(CONSEGNA A) Restituisci tutte le righe dell'elenco che contengono la parola "black", tenendo conto di maiuscole e minuscole.

(TESTO FORNITO)
+ + +

In linea di massima, il body horror si configura come racconto della dissoluzione e riconfigurazione del corpo attraverso la manifestazione esplicita dei processi trasformativi interni ed esterni che agiscono su di esso. I film di questo genere sono solitamente difficili da guardare e inducono spesso un senso di repulsione da parte dello spettatore a causa delle immagini estreme che li caratterizzano.
A differenza del film horror classico dunque, il body horror é il genere in cui la paura scaturisce dalla sconvolgente esperienza dell’anomalia e deformazione del corpo. La difficoltà dello sguardo è legata al fatto che, essendo il dolore fisico un’esperienza universale, lo spettatore avverte le raccapriccianti sequenze che guarda come qualcosa che istintivamente lo riguarda.
The substance, sebbene meno crudo del già citato Titane, non fa eccezione in questo senso. Per quanto sia abbastanza insolito per il codice di genere assistere a una mitosi corporea, si può affermare che la lotta tra Elisabeth e Sue sia a tutti gli effetti una lotta tra corpi a colpi di iniezioni e trasfusioni che si gioca unicamente nella dimensione carnale.
E The substance é in un ultima analisi una lotta per il corpo.
Corpo normativo in The substance
La grande intuizione narrativa di The substance è stata sicuramente quella di istituire un rapporto di contrappasso tra i corpi di Elisabeth e Sue. Infatti, ogni volta in cui quest’ultima viola i turni di alternanza tra lei e la matrice per godersi più tempo in un mondo che la adora, Elisabeth subisce un orripilante invecchiamento.
Attraverso questo stratagemma, il film di Fargeat traduce in termini visivi la conflittualità contemporanea tra corpo normativo e corpo mostruoso che rappresenta uno dei capisaldi del body horror: la giovane e bellissima Sue da un lato ed Elisabeth dall’altro.
È proprio grazie alla disintegrazione del corpo normativo che il body horror si presta perfettamente a ribaltare paradigmi condivisi in termini mostruosi.
Lo stratagemma del corpo doppio permette, dunque, di mettere in scena la dissipazione del corpo non più normativo di Elisabeth fino alla sua degenerazione mostruosa. In questo senso lo spettatore assiste alla sua progressiva dissipazione ad opera della personificazione stessa della desiderabile Sue, nuovo corpo normativo, che la sostituisce e prosciuga.
Rispetto alla contaminazione tipica di questo genere cinematografico, The substance sceglie la via della scissione del corpo per rendere visivamente il rifiuto del corpo deviante (prima perché vecchio e poi perché mostruoso). Questa scelta è giustificata dalla volontà di raccontare un conflitto che deve essere inquadrata in un orizzonte consumistico nel quale il valore della protagonista è determinato dalla sua attrattiva commerciale.

+ + +

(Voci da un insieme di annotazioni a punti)
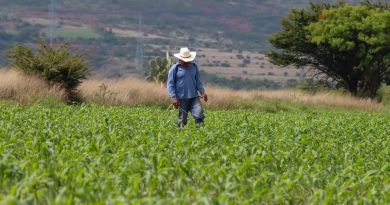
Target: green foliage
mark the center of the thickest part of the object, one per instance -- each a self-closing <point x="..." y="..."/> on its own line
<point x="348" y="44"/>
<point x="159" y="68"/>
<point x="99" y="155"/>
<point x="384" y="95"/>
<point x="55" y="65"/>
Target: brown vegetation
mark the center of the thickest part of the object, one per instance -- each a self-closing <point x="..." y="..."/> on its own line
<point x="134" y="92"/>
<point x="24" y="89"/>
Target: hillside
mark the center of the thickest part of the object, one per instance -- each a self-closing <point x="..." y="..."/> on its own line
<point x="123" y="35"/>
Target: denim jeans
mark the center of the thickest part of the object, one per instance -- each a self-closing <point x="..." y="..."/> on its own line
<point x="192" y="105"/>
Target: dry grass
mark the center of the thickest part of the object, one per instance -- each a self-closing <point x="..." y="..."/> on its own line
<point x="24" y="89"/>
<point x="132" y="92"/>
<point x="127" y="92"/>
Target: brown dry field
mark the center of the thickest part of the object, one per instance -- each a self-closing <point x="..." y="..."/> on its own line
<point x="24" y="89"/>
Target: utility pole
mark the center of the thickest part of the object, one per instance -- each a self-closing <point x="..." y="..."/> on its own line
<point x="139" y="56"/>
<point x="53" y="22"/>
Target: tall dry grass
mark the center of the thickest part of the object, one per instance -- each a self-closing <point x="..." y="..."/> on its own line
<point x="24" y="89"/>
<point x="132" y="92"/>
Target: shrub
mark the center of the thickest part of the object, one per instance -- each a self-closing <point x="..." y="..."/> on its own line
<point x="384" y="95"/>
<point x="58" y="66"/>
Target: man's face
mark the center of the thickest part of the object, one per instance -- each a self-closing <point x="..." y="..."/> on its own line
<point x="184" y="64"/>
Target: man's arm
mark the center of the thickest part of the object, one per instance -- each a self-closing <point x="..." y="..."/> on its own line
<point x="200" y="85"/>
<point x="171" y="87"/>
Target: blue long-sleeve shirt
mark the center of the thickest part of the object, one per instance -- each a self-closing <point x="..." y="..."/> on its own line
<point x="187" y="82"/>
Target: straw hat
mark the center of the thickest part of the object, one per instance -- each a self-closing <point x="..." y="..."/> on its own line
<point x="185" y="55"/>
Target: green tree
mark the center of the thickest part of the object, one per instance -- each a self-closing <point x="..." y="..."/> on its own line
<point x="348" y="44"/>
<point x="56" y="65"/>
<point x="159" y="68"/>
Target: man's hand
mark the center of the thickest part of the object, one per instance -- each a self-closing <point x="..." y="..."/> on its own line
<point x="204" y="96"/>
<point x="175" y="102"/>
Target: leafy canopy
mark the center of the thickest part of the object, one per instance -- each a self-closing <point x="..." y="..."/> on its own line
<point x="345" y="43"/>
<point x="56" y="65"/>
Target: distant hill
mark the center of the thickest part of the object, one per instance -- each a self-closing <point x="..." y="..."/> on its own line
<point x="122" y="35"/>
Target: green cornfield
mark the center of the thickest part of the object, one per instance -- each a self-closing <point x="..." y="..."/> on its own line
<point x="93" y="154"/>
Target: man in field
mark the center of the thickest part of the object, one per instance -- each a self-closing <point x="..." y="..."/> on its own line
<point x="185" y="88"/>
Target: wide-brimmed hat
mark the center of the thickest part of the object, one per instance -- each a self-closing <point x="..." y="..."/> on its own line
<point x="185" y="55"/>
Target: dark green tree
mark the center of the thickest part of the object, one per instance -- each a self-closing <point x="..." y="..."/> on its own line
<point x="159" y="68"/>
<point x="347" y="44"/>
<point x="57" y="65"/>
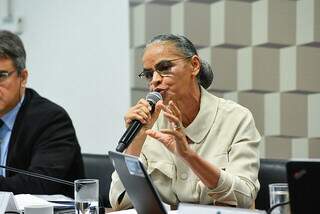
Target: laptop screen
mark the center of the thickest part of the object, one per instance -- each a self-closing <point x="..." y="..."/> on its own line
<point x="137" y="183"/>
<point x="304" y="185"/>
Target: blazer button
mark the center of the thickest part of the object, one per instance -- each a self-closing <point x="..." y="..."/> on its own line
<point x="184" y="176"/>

+ + +

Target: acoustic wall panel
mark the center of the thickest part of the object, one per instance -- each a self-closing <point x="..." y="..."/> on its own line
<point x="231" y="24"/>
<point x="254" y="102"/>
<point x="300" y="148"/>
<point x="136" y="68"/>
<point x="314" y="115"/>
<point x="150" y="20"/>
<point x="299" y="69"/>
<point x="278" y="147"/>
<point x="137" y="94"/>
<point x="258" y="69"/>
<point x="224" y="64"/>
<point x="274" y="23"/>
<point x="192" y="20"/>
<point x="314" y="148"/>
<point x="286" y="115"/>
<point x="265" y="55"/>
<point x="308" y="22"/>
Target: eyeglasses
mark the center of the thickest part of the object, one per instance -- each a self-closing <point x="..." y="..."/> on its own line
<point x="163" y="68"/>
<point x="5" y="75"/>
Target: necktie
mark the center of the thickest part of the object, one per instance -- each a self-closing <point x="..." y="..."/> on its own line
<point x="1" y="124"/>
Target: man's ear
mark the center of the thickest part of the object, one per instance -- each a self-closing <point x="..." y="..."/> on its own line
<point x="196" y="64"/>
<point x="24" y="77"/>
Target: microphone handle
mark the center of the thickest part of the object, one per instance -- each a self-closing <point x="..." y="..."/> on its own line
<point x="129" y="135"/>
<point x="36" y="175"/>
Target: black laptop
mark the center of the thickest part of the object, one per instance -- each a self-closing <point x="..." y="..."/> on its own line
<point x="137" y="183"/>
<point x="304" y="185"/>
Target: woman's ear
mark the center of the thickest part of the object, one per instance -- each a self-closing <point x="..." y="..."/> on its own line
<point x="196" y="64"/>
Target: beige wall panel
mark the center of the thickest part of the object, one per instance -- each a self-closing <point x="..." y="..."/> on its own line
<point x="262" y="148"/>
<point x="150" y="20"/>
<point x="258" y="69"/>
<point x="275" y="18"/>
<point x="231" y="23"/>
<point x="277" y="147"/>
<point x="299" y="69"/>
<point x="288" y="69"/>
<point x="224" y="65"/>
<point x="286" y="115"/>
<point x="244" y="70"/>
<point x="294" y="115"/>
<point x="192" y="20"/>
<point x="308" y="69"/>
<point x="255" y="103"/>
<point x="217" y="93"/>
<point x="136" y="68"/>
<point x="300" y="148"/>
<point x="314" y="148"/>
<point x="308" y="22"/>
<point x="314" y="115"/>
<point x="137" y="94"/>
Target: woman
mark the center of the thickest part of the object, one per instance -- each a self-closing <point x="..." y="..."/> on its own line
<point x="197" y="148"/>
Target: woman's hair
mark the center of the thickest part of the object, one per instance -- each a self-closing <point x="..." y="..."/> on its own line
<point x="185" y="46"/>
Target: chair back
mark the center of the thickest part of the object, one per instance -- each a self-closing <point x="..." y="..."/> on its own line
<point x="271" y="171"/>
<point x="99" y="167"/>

+ + +

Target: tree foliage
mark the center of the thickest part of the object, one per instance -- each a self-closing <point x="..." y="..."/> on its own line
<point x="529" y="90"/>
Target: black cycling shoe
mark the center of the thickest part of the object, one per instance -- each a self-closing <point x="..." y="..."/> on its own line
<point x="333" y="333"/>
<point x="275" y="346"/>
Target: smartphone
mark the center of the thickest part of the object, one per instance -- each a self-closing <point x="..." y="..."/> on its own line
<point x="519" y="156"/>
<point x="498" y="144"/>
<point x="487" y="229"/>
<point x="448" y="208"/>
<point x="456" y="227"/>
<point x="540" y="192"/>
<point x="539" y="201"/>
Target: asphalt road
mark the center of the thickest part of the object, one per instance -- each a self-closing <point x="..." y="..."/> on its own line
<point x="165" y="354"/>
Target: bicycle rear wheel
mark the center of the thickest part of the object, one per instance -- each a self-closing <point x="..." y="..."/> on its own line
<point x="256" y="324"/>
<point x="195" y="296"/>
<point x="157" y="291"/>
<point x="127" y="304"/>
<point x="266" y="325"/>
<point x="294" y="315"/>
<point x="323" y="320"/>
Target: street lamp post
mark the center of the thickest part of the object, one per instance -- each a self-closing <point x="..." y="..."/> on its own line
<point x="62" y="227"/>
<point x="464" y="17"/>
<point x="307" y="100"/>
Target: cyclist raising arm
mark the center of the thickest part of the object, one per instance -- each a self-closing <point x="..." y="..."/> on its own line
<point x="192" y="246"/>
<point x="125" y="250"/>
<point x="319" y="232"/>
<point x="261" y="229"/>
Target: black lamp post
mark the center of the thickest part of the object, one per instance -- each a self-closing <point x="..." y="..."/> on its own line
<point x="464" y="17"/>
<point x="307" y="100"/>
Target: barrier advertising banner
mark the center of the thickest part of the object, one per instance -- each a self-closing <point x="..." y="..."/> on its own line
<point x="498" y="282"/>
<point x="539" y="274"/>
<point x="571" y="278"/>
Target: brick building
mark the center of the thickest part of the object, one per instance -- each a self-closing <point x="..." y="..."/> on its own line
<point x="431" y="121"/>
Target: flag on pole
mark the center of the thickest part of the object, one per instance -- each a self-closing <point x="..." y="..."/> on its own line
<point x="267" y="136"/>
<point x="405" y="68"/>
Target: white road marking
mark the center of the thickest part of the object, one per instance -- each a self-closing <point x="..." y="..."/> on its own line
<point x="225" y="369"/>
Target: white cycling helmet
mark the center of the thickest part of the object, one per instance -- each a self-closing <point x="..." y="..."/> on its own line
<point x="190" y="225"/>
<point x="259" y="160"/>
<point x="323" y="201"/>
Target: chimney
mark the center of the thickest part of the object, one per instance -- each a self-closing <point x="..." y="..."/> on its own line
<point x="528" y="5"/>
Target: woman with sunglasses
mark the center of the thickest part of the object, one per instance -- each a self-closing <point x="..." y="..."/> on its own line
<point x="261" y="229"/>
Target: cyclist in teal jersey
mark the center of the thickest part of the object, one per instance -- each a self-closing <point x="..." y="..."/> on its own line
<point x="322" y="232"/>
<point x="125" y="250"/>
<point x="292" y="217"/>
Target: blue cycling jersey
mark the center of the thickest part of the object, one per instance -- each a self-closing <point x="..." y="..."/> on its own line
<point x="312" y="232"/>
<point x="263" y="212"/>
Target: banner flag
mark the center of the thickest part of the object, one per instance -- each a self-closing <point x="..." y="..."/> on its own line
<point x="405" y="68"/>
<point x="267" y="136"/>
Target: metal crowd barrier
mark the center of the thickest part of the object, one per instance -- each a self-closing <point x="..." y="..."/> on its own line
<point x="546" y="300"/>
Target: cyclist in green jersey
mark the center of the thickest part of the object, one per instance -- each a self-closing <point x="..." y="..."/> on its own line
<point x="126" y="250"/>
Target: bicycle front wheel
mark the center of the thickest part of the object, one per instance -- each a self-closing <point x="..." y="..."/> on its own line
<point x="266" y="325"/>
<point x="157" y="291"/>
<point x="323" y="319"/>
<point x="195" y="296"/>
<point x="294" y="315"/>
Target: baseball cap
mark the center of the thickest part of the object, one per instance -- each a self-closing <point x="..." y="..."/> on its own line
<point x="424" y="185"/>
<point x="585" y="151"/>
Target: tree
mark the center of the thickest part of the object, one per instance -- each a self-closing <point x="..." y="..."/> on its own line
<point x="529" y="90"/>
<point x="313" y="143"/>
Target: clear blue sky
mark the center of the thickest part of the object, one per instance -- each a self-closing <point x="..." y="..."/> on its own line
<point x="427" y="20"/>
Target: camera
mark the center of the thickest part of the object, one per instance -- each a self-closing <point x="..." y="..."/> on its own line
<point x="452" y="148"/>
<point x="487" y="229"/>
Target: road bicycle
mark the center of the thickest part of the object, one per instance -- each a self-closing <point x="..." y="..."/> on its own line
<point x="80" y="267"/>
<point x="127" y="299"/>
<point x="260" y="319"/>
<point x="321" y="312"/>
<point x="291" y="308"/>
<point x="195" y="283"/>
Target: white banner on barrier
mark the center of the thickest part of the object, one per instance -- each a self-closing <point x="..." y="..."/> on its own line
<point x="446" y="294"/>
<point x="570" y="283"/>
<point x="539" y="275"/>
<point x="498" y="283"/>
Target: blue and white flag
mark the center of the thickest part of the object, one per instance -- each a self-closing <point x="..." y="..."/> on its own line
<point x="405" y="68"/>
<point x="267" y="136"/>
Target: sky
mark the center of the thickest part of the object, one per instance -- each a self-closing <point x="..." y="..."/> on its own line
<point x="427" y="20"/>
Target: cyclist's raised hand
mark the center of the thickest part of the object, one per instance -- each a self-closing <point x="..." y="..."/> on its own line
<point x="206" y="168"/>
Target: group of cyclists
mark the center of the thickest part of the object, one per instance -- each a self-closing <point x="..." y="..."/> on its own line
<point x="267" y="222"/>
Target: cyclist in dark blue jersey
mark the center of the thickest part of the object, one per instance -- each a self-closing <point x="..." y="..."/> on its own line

+ + +

(CONSEGNA B) Riscrivi il tratto del testo fornito che comincia con le parole "E The substance" e si chiude dopo "un orripilante invecchiamento.", ribattezzando "The substance" in "La sostanza".

(RISPOSTA CORRETTA A)
Target: black laptop
Target: black cycling shoe
Target: black lamp post

(RISPOSTA CORRETTA B)
E La sostanza é in un ultima analisi una lotta per il corpo.
Corpo normativo in La sostanza
La grande intuizione narrativa di La sostanza è stata sicuramente quella di istituire un rapporto di contrappasso tra i corpi di Elisabeth e Sue. Infatti, ogni volta in cui quest’ultima viola i turni di alternanza tra lei e la matrice per godersi più tempo in un mondo che la adora, Elisabeth subisce un orripilante invecchiamento.